### What the exercise asks
Please return, unchanged, the lines of the listing below from the one containing "120, row 355." through the one containing "column 253, row 92", including both of those lines.

### Data for processing
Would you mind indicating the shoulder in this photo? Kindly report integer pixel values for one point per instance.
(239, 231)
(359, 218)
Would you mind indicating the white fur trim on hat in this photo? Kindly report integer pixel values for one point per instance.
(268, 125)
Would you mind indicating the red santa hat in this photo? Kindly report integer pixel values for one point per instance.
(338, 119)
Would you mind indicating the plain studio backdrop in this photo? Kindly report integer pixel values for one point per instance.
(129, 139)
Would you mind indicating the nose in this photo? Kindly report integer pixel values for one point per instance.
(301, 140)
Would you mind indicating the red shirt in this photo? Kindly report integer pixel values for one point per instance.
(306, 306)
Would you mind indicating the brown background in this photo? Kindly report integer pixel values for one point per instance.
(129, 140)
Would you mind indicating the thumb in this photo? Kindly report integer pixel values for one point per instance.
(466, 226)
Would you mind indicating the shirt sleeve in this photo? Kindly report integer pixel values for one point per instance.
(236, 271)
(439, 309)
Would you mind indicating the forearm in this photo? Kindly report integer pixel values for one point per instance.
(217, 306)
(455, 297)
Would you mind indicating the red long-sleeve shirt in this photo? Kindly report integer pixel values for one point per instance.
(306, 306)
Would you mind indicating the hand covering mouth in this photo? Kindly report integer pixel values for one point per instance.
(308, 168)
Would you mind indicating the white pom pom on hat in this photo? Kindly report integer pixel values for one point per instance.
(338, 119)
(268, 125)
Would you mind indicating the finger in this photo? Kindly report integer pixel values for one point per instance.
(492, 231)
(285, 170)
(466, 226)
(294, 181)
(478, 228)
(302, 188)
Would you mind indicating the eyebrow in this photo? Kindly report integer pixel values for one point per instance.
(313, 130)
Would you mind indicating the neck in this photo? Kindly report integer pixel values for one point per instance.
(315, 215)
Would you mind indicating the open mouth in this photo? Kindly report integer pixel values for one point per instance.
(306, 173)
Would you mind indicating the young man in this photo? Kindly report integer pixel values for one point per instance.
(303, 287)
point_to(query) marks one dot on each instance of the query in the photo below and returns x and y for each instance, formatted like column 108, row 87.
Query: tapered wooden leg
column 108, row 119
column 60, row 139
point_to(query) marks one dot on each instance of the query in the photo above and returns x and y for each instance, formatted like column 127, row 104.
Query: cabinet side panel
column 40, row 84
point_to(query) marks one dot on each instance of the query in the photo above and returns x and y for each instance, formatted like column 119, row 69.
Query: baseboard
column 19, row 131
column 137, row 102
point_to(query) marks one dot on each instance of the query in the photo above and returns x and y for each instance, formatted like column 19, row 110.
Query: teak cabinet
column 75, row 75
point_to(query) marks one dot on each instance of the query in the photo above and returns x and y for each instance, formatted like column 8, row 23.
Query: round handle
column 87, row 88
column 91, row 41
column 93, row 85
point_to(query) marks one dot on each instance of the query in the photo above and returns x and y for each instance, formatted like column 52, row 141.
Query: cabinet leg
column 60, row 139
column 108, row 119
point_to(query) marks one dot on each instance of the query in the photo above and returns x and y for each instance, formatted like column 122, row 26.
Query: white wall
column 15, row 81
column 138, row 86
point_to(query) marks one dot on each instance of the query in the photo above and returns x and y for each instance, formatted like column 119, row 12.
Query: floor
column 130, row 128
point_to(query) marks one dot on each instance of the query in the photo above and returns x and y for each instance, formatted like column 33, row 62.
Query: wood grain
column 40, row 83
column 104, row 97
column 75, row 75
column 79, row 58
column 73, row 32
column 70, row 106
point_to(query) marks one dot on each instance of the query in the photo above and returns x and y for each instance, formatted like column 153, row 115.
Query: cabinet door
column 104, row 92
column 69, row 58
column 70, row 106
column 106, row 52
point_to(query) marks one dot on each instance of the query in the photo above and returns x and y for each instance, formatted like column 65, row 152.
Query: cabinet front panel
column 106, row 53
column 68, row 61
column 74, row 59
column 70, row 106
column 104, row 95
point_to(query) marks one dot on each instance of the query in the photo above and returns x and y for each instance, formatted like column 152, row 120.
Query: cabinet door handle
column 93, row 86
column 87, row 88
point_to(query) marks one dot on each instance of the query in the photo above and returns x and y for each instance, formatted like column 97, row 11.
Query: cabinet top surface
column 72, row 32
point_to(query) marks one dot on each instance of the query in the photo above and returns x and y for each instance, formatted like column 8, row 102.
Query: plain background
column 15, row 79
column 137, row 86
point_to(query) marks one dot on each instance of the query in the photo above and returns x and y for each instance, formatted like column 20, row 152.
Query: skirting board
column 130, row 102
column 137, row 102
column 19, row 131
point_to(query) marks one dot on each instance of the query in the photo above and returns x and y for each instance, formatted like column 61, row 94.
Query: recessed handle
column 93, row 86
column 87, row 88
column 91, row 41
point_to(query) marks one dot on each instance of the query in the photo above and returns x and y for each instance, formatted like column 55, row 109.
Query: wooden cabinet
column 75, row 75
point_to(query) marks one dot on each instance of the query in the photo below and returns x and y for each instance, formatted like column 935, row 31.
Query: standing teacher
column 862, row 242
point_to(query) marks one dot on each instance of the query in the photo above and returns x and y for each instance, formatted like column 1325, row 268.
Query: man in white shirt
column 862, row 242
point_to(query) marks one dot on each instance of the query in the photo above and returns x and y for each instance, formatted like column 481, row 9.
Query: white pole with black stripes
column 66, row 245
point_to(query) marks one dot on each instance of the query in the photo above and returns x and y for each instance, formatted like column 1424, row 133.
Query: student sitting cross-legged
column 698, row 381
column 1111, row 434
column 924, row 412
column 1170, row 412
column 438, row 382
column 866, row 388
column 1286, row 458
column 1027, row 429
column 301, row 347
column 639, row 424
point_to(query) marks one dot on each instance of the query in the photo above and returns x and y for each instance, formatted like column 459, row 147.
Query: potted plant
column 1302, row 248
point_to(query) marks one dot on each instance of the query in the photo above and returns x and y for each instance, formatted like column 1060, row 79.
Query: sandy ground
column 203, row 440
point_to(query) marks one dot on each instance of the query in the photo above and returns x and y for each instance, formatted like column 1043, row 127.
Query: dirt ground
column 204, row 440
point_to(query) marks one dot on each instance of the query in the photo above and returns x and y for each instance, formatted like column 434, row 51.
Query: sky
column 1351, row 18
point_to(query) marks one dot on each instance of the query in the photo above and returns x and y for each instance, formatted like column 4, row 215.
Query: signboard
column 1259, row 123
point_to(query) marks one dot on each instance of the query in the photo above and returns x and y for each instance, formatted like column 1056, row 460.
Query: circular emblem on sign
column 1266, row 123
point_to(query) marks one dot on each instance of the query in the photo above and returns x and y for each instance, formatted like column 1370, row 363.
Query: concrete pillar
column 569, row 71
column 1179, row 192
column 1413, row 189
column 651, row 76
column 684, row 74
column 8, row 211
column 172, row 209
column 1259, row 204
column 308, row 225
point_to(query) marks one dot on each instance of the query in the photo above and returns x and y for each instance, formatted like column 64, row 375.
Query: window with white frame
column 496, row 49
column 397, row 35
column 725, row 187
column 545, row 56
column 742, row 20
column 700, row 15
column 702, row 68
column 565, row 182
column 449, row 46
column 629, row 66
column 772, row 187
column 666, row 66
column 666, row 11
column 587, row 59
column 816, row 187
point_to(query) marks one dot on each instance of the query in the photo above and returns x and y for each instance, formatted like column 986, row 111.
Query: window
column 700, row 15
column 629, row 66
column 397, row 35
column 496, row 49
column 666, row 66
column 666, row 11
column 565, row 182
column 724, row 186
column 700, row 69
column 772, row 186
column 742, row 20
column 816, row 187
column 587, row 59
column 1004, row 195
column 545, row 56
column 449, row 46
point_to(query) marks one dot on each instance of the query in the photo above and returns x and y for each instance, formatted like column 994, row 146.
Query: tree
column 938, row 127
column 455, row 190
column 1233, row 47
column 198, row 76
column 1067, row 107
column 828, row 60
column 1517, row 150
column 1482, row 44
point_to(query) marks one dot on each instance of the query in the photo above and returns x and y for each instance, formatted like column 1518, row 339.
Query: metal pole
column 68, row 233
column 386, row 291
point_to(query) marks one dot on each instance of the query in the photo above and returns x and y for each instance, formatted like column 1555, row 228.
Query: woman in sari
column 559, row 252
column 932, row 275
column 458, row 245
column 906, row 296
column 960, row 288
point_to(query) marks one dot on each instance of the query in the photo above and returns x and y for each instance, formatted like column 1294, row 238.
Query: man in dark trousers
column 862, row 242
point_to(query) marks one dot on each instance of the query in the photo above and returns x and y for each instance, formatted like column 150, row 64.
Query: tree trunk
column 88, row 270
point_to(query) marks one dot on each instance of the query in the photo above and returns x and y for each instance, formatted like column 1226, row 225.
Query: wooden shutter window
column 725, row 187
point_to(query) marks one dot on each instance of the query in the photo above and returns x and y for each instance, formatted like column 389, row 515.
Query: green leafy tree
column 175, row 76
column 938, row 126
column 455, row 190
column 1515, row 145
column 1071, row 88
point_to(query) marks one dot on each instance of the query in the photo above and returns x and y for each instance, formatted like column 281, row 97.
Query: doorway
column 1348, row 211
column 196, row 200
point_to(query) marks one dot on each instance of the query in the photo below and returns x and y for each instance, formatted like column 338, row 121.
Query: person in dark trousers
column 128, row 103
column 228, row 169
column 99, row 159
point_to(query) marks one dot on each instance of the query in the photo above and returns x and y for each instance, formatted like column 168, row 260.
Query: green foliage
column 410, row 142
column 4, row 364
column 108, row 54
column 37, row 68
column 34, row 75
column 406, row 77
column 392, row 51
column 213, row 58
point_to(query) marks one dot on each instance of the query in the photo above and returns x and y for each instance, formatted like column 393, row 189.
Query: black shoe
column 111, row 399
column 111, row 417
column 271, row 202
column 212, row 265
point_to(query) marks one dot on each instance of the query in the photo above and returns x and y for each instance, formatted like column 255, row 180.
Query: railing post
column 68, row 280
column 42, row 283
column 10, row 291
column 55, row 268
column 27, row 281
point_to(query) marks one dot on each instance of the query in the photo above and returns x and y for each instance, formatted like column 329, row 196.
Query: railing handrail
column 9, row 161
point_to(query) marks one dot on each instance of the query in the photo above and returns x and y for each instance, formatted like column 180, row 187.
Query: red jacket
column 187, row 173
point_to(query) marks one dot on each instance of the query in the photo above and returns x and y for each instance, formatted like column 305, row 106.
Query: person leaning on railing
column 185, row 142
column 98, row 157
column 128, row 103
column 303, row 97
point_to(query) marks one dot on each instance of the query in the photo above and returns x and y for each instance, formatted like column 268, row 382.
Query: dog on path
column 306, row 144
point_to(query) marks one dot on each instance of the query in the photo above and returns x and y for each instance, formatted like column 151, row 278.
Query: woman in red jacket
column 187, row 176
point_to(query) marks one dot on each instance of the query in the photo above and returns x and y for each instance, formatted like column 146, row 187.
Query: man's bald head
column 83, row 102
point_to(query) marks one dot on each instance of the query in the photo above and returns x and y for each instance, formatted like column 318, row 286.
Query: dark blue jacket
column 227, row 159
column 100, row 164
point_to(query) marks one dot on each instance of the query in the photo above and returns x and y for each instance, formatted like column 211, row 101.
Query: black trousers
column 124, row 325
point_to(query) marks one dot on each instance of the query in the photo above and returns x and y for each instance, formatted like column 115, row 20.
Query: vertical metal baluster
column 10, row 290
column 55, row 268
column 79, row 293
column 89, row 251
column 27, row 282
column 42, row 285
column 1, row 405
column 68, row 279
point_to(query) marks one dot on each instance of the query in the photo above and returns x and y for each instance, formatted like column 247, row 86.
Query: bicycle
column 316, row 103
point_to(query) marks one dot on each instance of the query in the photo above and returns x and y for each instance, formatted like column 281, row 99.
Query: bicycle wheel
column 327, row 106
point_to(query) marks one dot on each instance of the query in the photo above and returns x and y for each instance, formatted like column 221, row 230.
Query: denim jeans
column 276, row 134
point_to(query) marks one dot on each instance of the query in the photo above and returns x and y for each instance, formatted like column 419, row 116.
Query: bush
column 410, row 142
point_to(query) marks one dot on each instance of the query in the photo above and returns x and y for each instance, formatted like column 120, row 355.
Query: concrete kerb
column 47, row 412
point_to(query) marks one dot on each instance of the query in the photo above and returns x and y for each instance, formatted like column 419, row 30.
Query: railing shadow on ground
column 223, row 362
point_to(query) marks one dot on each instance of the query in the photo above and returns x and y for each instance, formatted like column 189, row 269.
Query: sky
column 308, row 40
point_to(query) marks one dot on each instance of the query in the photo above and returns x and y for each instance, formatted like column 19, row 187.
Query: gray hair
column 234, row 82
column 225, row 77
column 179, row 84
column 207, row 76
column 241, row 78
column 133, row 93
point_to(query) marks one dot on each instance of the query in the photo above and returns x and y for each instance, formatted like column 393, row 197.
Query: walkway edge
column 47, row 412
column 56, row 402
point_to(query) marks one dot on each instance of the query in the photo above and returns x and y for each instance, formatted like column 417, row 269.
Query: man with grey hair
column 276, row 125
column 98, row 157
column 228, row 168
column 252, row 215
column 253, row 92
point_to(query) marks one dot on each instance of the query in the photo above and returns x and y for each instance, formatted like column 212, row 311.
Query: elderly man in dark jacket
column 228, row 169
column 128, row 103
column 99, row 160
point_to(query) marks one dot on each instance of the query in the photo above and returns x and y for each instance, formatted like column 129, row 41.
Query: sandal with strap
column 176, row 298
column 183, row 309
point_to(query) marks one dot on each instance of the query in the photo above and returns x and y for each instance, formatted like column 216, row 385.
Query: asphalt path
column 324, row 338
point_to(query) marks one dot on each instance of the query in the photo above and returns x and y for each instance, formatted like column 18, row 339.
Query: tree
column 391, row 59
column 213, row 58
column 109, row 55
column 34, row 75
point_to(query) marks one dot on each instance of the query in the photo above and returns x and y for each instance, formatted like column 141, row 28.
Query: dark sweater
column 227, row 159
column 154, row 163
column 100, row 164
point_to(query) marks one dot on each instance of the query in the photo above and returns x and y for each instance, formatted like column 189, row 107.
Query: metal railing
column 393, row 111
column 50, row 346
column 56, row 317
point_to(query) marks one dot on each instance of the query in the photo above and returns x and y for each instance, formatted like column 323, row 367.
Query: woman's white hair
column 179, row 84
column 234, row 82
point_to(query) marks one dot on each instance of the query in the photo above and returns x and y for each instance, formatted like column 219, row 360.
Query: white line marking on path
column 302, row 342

### Answer in full
point_to(query) marks one dot on each instance of the query in the photo above and returns x and y for each instance, formatted like column 120, row 355.
Query: concrete kerb
column 47, row 412
point_to(query) marks one dot on each instance of the query in the photo above and returns x and y for each instance, formatted like column 419, row 30.
Query: railing shadow on ground
column 223, row 362
point_to(query) marks one dot on each instance of the query in the photo above and returns x and y for each instance, formatted like column 189, row 269.
Query: sky
column 308, row 40
point_to(query) marks one dot on each instance of the query in the photo above and returns x and y for each instance, formatted like column 19, row 187.
Query: gray hair
column 234, row 82
column 225, row 77
column 179, row 84
column 207, row 76
column 241, row 78
column 133, row 93
point_to(query) marks one dot on each instance of the query in the photo above and returns x and y for each instance, formatted like column 393, row 197.
Query: walkway edge
column 47, row 412
column 56, row 402
point_to(query) marks one dot on each instance of the query in the photo above and returns x and y for each instance, formatted like column 417, row 269.
Query: man with grey hair
column 276, row 125
column 98, row 157
column 228, row 168
column 252, row 215
column 253, row 92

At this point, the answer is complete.